* WORK REQUEST: Where an entry contains a picture, skip the picture and write out everything else exactly.

::: SUPPLIED ENTRIES

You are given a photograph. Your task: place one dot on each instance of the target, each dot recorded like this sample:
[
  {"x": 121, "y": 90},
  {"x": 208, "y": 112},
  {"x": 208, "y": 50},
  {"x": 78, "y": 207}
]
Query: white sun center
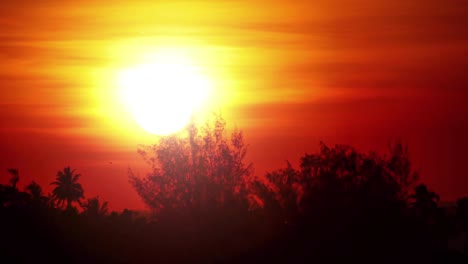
[{"x": 163, "y": 95}]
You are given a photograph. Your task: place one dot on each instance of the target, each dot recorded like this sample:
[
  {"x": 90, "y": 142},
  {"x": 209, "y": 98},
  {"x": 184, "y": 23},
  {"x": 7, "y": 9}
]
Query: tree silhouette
[
  {"x": 424, "y": 203},
  {"x": 67, "y": 188},
  {"x": 37, "y": 196},
  {"x": 196, "y": 169}
]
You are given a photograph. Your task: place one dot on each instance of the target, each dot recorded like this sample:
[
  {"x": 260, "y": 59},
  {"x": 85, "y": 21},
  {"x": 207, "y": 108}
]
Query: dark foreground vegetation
[{"x": 207, "y": 206}]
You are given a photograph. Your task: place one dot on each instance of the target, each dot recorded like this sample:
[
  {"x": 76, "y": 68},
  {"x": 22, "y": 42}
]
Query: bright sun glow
[{"x": 163, "y": 94}]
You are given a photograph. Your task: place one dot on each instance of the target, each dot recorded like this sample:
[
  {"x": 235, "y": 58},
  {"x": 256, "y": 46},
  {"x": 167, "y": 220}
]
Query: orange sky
[{"x": 288, "y": 73}]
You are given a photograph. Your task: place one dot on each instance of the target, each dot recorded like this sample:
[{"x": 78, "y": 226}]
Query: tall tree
[
  {"x": 37, "y": 196},
  {"x": 67, "y": 188},
  {"x": 197, "y": 168},
  {"x": 94, "y": 208}
]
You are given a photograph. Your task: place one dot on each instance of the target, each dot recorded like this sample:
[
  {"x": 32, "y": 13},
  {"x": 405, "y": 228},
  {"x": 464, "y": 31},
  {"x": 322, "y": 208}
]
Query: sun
[{"x": 163, "y": 94}]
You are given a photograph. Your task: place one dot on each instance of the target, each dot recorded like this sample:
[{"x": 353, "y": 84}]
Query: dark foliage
[{"x": 340, "y": 205}]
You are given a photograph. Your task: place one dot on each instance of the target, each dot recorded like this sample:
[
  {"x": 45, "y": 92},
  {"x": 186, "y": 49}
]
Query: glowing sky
[{"x": 288, "y": 73}]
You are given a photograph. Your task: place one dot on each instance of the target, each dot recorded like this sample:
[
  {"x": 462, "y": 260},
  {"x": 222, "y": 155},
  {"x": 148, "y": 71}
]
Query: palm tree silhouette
[
  {"x": 94, "y": 208},
  {"x": 67, "y": 187}
]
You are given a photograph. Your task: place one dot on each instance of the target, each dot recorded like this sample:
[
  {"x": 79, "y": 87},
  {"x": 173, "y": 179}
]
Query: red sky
[{"x": 288, "y": 73}]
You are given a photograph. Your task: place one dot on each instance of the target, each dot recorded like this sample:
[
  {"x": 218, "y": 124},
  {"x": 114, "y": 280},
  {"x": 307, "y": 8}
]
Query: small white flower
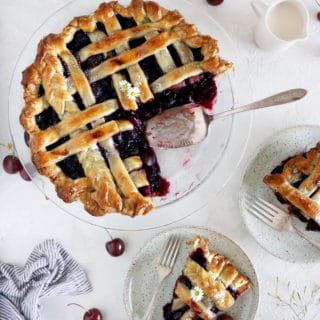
[
  {"x": 133, "y": 93},
  {"x": 125, "y": 85},
  {"x": 196, "y": 294}
]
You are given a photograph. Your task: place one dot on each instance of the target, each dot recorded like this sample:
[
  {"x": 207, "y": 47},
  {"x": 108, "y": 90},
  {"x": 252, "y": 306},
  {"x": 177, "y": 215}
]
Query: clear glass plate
[{"x": 185, "y": 168}]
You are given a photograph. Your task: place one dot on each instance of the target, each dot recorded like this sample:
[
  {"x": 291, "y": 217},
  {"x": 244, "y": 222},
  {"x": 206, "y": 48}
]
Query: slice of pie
[
  {"x": 91, "y": 90},
  {"x": 296, "y": 183},
  {"x": 209, "y": 284}
]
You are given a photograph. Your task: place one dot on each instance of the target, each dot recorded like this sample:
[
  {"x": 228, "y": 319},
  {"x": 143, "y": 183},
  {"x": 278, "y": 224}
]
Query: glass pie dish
[{"x": 185, "y": 168}]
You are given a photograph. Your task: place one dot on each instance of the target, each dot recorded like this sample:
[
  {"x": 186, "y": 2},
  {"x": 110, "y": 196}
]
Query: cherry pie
[
  {"x": 91, "y": 90},
  {"x": 296, "y": 183},
  {"x": 208, "y": 285}
]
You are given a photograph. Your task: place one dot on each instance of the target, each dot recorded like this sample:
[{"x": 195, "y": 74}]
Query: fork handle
[
  {"x": 148, "y": 313},
  {"x": 301, "y": 234}
]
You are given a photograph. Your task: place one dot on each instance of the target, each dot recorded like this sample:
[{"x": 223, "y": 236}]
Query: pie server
[{"x": 188, "y": 124}]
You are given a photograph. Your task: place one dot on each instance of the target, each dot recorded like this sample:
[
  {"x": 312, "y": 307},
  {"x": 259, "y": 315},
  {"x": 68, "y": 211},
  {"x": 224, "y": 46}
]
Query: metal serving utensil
[{"x": 187, "y": 125}]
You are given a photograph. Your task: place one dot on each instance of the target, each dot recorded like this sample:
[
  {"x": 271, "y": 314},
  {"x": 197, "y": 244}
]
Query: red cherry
[
  {"x": 115, "y": 247},
  {"x": 93, "y": 314},
  {"x": 214, "y": 2},
  {"x": 26, "y": 138},
  {"x": 24, "y": 175},
  {"x": 11, "y": 164},
  {"x": 224, "y": 317}
]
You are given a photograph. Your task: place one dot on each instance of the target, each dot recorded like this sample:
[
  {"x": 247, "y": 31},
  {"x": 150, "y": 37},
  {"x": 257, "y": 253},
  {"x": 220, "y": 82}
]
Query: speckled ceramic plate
[
  {"x": 142, "y": 277},
  {"x": 282, "y": 145}
]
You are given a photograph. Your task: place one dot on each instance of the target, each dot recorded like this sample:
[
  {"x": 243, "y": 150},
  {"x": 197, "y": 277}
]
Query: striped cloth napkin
[{"x": 49, "y": 271}]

::::::

* ANSWER FOR THIS EXERCISE:
You are given a photograph. Your task: place one dot on each instance of the target, each dot recorded like this sample:
[
  {"x": 121, "y": 90},
  {"x": 208, "y": 112},
  {"x": 208, "y": 50},
  {"x": 78, "y": 207}
]
Query: white sun center
[{"x": 163, "y": 95}]
You are given a photograph. Your task: place one dot on each instance of the target, each dot recorded like this sample:
[
  {"x": 90, "y": 142},
  {"x": 209, "y": 98},
  {"x": 184, "y": 23},
  {"x": 7, "y": 9}
]
Query: tree silhouette
[
  {"x": 424, "y": 203},
  {"x": 67, "y": 188},
  {"x": 37, "y": 196},
  {"x": 196, "y": 169}
]
You are given a photograph. Your task: place one dot on each instance of the target, each dot recorded like this sample:
[
  {"x": 260, "y": 59},
  {"x": 85, "y": 21},
  {"x": 207, "y": 108}
]
Query: dark foreground vegetation
[{"x": 207, "y": 206}]
You are given a photograph. Your task: place one dot on each instance of the target, each dot recorded like this sample:
[
  {"x": 76, "y": 68},
  {"x": 22, "y": 42}
]
Query: bright sun glow
[{"x": 163, "y": 94}]
You are given a photograph. Your task: place one dot on each instance of the target, each dot recorded like this sample:
[
  {"x": 235, "y": 58},
  {"x": 256, "y": 46},
  {"x": 167, "y": 220}
]
Query: orange sky
[{"x": 288, "y": 73}]
You are given a photograph. Your task: place one dot on each instance of the target, each dot recorded like this sample:
[{"x": 78, "y": 226}]
Query: tall tree
[
  {"x": 37, "y": 196},
  {"x": 67, "y": 188},
  {"x": 197, "y": 168},
  {"x": 94, "y": 208}
]
You are given a photograph. Your task: place one dot on each instance of the target, each dot recorded like this sample:
[
  {"x": 32, "y": 13},
  {"x": 405, "y": 228},
  {"x": 464, "y": 31},
  {"x": 322, "y": 208}
]
Query: sun
[{"x": 163, "y": 94}]
You are given a photograph. Your task: place one dot on each instance of the target, each dot recorded like this sample:
[{"x": 353, "y": 84}]
Query: dark foliage
[{"x": 340, "y": 205}]
You are given a photograph. Your task: place one dot on each instance of the target, each dot recorded like this sample:
[
  {"x": 45, "y": 92},
  {"x": 186, "y": 49}
]
Query: glowing sky
[{"x": 288, "y": 73}]
You are given a photograph. Your task: place one dot on each instance of the target, each dot recorded like this sample:
[
  {"x": 462, "y": 260},
  {"x": 222, "y": 155},
  {"x": 148, "y": 71}
]
Query: palm tree silhouette
[
  {"x": 94, "y": 208},
  {"x": 67, "y": 187}
]
You are given a photograph. Your task: place one dot on each instance of the target, each dot recorded like this sample:
[
  {"x": 79, "y": 87},
  {"x": 173, "y": 179}
]
Query: red sky
[{"x": 288, "y": 73}]
You are given a photograph. Your task: place one dot on each instance of the target, each dot recorded like this sample:
[
  {"x": 218, "y": 124},
  {"x": 114, "y": 280},
  {"x": 307, "y": 8}
]
Query: small white flower
[
  {"x": 133, "y": 93},
  {"x": 125, "y": 85},
  {"x": 196, "y": 294}
]
You are given a photograph. Your task: place one dot on each instance of the target, each dot recorded like this sample:
[
  {"x": 207, "y": 47},
  {"x": 108, "y": 90},
  {"x": 252, "y": 306},
  {"x": 177, "y": 215}
]
Query: clear glass plate
[{"x": 185, "y": 168}]
You are given a photograph. Your task: place one dot on each instance of the target, each dot recorded like this sample:
[
  {"x": 291, "y": 217},
  {"x": 244, "y": 222},
  {"x": 206, "y": 48}
]
Query: slice of pie
[
  {"x": 91, "y": 90},
  {"x": 296, "y": 183},
  {"x": 209, "y": 284}
]
You are given a photograph. Your task: place one dot on each instance of the target, each dot recorded like this sample:
[
  {"x": 228, "y": 319},
  {"x": 143, "y": 183},
  {"x": 278, "y": 224}
]
Query: glass pie dish
[{"x": 185, "y": 168}]
You are given a photograph. Your task: place one dot on each instance of the target, each dot recorded like this sample:
[
  {"x": 186, "y": 2},
  {"x": 110, "y": 196}
]
Query: cherry pie
[
  {"x": 91, "y": 90},
  {"x": 296, "y": 183},
  {"x": 208, "y": 285}
]
You are given a photograph. Your task: place one dot on each instance of the target, each dot recorded like this sample:
[{"x": 195, "y": 74}]
Query: fork handle
[
  {"x": 148, "y": 313},
  {"x": 301, "y": 234}
]
You are given a photograph. Your task: place one dot on each instance of the target, each dot recorded like this sample:
[{"x": 223, "y": 236}]
Query: pie server
[{"x": 188, "y": 124}]
You are given a photograph. Your task: place one dot on each instance of the target, each dot recorded like this sample:
[
  {"x": 312, "y": 307},
  {"x": 259, "y": 315},
  {"x": 68, "y": 211},
  {"x": 224, "y": 46}
]
Query: metal serving utensil
[{"x": 187, "y": 125}]
You are given a photograph. Your task: place one dot on each instance of the target, each dot recorded like this sample:
[
  {"x": 271, "y": 314},
  {"x": 197, "y": 244}
]
Query: red cherry
[
  {"x": 115, "y": 247},
  {"x": 93, "y": 314},
  {"x": 214, "y": 2},
  {"x": 26, "y": 138},
  {"x": 24, "y": 175},
  {"x": 11, "y": 164},
  {"x": 224, "y": 317}
]
You are given a photograph. Your task: place one dot on each instance of the target, each dot recorded like this sample:
[
  {"x": 247, "y": 31},
  {"x": 150, "y": 37},
  {"x": 257, "y": 253},
  {"x": 220, "y": 82}
]
Query: speckled ceramic plate
[
  {"x": 142, "y": 277},
  {"x": 282, "y": 145}
]
You are given a photograph. Your task: place one dot on each instance of the target, each dot recorded like this sample:
[
  {"x": 243, "y": 150},
  {"x": 197, "y": 277}
]
Query: striped cloth napkin
[{"x": 49, "y": 271}]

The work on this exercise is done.